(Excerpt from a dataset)
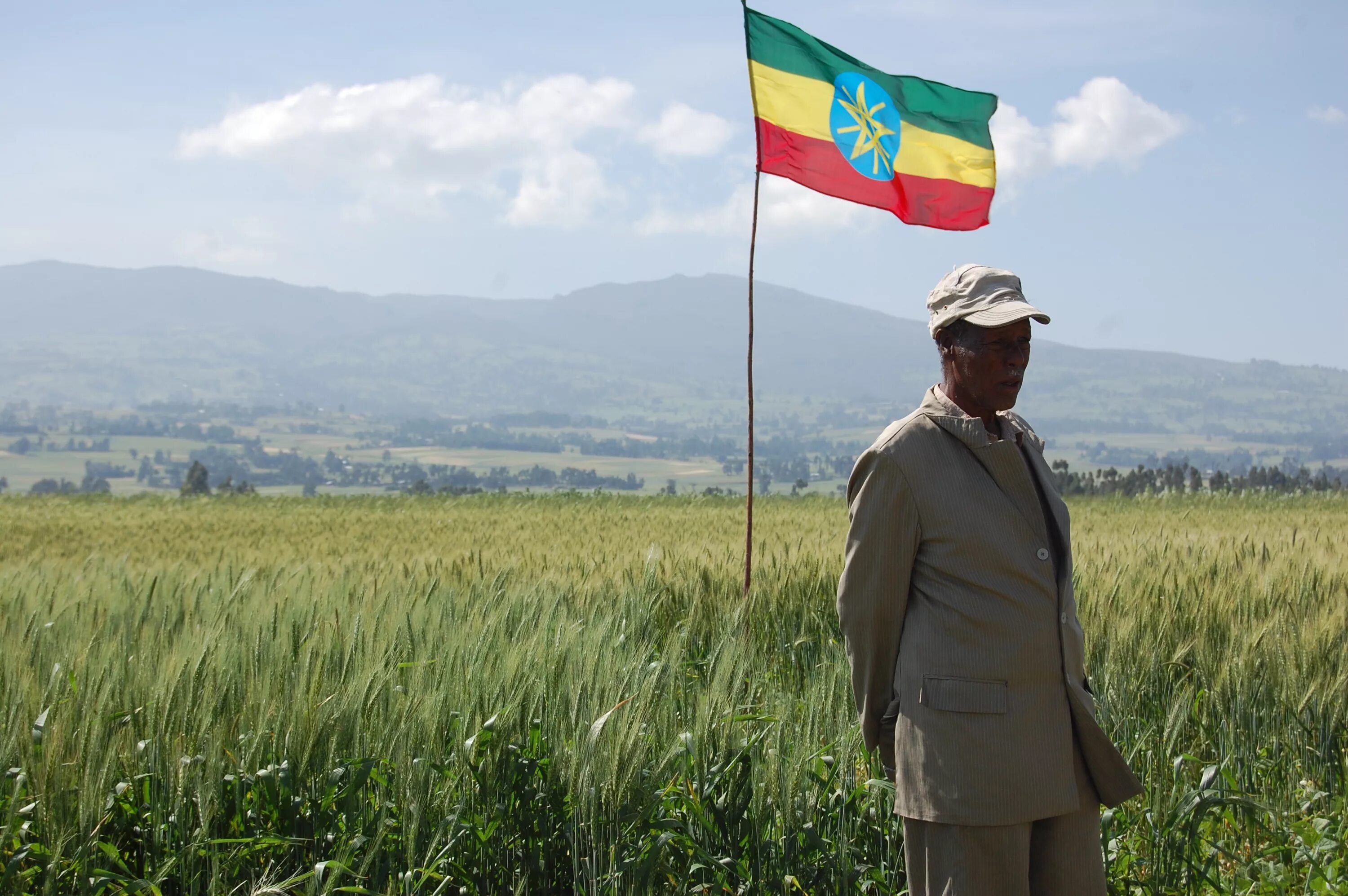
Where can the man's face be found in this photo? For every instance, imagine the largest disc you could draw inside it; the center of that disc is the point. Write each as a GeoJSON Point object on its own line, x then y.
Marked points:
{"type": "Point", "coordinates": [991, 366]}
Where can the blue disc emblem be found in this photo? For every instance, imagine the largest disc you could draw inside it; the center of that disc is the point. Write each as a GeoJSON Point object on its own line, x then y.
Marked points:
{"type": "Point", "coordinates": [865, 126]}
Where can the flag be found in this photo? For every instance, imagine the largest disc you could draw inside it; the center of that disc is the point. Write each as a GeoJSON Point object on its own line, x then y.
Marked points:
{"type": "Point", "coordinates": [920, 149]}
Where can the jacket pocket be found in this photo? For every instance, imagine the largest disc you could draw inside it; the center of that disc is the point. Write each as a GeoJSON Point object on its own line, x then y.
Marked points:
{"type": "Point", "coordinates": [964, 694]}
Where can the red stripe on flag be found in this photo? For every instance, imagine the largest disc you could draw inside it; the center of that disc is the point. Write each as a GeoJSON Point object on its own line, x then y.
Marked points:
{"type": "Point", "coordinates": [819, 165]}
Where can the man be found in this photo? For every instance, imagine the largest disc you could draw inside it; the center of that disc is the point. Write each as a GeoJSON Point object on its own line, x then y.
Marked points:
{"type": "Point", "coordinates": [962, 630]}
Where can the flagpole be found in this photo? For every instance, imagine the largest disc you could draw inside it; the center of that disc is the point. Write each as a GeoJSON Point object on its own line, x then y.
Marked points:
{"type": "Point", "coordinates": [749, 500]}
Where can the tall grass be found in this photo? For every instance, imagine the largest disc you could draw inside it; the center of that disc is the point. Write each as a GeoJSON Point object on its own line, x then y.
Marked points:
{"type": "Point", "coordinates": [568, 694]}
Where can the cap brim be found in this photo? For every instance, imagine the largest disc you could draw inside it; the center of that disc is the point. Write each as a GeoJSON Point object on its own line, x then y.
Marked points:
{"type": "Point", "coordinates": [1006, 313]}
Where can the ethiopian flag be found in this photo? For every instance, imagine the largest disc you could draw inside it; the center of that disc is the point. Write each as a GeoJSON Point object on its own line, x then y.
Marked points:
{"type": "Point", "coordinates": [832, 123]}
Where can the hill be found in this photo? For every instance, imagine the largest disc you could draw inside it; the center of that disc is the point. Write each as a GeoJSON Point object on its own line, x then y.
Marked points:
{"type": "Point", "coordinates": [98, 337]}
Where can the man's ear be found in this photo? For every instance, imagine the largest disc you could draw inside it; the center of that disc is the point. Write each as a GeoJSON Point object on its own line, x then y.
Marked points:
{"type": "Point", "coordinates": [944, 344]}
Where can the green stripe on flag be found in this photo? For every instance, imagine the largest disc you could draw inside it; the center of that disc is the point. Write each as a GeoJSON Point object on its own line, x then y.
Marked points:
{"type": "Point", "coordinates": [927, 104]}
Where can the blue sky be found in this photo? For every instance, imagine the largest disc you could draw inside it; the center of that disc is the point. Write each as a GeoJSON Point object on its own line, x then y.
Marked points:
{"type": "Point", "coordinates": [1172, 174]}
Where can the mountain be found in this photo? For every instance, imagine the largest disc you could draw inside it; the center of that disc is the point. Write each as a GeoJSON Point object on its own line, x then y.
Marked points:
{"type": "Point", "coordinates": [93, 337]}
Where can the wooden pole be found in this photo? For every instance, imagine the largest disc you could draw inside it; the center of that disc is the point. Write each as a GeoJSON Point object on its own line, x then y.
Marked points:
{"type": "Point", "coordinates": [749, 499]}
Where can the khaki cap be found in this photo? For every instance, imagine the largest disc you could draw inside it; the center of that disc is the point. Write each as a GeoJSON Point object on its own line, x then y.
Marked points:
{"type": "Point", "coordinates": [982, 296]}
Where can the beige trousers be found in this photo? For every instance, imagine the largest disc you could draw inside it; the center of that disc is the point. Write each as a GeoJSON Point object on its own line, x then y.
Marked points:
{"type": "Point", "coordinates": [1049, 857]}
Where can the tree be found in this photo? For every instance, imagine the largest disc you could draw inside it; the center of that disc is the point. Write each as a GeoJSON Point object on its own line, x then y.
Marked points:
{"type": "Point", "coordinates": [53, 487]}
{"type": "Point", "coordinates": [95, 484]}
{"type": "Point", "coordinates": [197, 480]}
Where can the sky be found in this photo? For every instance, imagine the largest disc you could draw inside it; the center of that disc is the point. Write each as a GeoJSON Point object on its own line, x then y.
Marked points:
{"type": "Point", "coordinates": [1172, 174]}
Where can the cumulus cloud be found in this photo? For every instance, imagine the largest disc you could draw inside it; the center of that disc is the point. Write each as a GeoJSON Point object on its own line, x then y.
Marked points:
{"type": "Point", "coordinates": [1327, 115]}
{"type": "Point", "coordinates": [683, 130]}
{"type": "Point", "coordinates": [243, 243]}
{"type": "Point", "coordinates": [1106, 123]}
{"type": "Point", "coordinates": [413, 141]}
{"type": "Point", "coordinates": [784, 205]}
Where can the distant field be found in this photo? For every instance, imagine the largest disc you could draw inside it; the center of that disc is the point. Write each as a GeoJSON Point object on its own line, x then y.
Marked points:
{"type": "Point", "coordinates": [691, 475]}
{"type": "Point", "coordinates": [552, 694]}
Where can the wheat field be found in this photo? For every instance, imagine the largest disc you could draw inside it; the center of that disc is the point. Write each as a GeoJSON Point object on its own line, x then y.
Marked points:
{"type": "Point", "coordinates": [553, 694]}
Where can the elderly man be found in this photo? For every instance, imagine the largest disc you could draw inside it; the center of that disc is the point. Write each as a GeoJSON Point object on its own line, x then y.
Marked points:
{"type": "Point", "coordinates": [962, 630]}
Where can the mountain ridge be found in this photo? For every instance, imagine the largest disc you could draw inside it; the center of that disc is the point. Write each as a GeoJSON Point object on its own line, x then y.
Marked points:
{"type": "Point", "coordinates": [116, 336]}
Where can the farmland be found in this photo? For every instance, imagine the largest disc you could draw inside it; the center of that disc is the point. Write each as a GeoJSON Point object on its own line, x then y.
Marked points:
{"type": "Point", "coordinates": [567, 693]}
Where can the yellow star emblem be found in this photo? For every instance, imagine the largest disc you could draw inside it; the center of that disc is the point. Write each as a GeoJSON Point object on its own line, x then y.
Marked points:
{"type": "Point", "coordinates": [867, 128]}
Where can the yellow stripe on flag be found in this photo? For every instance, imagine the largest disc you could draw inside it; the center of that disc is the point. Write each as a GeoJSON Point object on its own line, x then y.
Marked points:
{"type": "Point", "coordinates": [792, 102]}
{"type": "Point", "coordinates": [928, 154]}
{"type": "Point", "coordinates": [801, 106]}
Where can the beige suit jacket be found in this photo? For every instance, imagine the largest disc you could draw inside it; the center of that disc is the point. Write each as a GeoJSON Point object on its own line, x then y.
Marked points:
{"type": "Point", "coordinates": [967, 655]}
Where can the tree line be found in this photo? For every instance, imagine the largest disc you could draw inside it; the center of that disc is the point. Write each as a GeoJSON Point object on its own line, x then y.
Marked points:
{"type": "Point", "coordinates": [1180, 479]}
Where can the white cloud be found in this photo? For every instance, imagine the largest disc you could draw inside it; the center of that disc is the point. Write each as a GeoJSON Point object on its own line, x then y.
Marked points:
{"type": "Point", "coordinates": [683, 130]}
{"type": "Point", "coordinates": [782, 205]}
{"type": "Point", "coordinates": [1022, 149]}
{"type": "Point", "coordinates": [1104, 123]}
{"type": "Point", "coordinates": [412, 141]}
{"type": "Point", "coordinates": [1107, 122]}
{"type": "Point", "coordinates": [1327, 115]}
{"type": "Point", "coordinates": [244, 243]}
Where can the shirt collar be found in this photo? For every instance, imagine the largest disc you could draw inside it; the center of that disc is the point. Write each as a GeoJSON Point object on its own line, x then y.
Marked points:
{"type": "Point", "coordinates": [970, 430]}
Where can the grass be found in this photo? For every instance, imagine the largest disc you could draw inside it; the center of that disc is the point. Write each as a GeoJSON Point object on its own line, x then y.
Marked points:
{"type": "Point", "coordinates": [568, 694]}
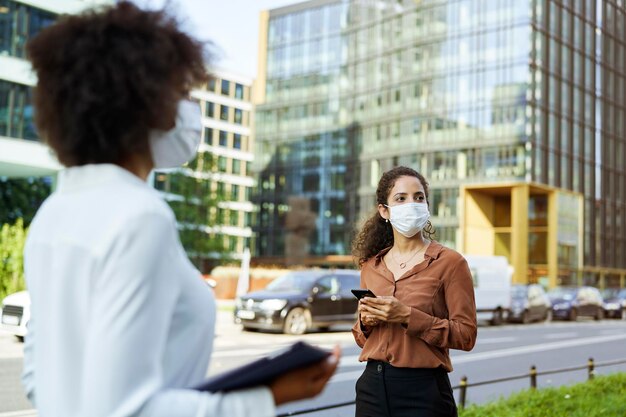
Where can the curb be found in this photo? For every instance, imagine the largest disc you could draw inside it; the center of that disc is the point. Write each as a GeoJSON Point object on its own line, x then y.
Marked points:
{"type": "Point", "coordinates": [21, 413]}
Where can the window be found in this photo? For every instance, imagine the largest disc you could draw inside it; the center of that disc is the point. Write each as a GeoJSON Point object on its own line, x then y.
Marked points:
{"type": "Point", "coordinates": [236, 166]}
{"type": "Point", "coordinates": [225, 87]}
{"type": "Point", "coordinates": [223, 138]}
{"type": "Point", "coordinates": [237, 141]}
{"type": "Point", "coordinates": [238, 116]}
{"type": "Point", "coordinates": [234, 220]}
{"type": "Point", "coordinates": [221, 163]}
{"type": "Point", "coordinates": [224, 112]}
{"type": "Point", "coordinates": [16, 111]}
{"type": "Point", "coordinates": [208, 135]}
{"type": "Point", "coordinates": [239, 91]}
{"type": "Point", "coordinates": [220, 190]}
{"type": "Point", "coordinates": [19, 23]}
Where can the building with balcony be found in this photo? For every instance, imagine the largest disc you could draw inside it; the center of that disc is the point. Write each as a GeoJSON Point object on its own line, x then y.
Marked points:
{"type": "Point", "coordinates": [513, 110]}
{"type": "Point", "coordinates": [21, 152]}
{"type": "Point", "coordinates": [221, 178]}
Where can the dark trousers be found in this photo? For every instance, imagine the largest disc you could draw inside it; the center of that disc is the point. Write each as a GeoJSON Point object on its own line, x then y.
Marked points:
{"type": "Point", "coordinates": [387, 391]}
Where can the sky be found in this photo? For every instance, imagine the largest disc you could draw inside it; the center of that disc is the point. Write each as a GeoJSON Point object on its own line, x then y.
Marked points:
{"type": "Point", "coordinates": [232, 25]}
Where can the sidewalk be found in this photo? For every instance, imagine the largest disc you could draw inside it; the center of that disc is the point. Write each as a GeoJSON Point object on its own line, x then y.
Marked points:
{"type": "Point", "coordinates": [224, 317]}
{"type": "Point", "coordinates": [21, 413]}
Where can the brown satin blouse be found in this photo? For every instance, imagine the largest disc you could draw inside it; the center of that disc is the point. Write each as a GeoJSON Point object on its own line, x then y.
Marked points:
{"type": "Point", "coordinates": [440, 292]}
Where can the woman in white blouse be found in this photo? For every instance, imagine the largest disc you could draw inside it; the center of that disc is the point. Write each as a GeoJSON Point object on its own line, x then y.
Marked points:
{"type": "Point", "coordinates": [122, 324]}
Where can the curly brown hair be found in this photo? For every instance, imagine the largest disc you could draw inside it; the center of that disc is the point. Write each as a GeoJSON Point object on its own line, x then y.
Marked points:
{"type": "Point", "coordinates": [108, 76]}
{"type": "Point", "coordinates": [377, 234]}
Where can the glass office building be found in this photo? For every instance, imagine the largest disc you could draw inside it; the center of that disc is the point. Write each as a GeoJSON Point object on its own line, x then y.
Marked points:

• [EXERCISE] Everything from the line that contains "Where can the brown" through the end of the records must be duplicated exactly, and nothing outside that range.

• [TASK RESULT]
Where can the brown satin blouse be found in this photo? For every instance, imagine the largest disc you could draw inside it; the center of that disc is the point. Write each as a GeoJSON Point object on its own line, x then y.
Marked points:
{"type": "Point", "coordinates": [440, 292]}
Where can the woman in white blouse be found in this photo? For every instance, imagine the largest disc you could draw inside it; the center of that disc is the point. Write each as a GeoJSON Point object on its own line, x then y.
Marked points:
{"type": "Point", "coordinates": [122, 324]}
Where can the curly brown hair be found in this photo? For every instance, imagine the largest disc you could draw inside it; the center of that disc is the point. Write each as a GeoJSON Point object on its own line, x then y.
Marked points:
{"type": "Point", "coordinates": [108, 76]}
{"type": "Point", "coordinates": [377, 234]}
Where can the glass office building be found in this photo? For every instance, imagine the largest disc you could draw inside it; the center of that disc is the point. Write each as a GeoJSON Point object on its own line, x then y.
Marked points:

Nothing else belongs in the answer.